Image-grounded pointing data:
--- START ---

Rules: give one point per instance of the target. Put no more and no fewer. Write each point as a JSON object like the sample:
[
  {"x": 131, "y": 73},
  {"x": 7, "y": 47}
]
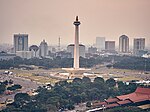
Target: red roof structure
[
  {"x": 112, "y": 105},
  {"x": 112, "y": 100},
  {"x": 124, "y": 102},
  {"x": 140, "y": 95}
]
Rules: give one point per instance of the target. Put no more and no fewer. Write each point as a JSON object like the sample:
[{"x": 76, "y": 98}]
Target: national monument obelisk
[{"x": 76, "y": 44}]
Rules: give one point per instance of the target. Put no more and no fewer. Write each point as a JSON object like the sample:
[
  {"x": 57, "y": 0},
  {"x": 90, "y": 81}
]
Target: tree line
[
  {"x": 64, "y": 95},
  {"x": 121, "y": 62}
]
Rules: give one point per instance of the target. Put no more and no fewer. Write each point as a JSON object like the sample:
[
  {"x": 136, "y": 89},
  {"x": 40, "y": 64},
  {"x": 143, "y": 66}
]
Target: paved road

--- END ---

▶ [To do]
Would you copy out every entry above word for word, without the pictures?

▶ [Result for this exercise]
Rules: give one point per instance of the target. Put no more and no fewer. Write each point as a JSON object like the sample:
[
  {"x": 131, "y": 73},
  {"x": 7, "y": 47}
]
Target: red roof structure
[
  {"x": 112, "y": 105},
  {"x": 112, "y": 100},
  {"x": 124, "y": 102},
  {"x": 140, "y": 95}
]
Rules: give one point per instance of the target. Put no more and no fewer. Write each point as a JSON object like the sample:
[{"x": 76, "y": 98}]
Target: national monument obelisk
[{"x": 76, "y": 44}]
Rules: give one point per instance of the target. Put no more and no fewer. Write each point as a JSON object like the sample:
[
  {"x": 57, "y": 0},
  {"x": 90, "y": 81}
]
Target: tree line
[
  {"x": 64, "y": 95},
  {"x": 121, "y": 62}
]
Rules: give one point per instance of the target. Put no more and no fewer. Write each point as a JSON object like the sample:
[
  {"x": 136, "y": 89},
  {"x": 40, "y": 64},
  {"x": 143, "y": 66}
]
Target: paved road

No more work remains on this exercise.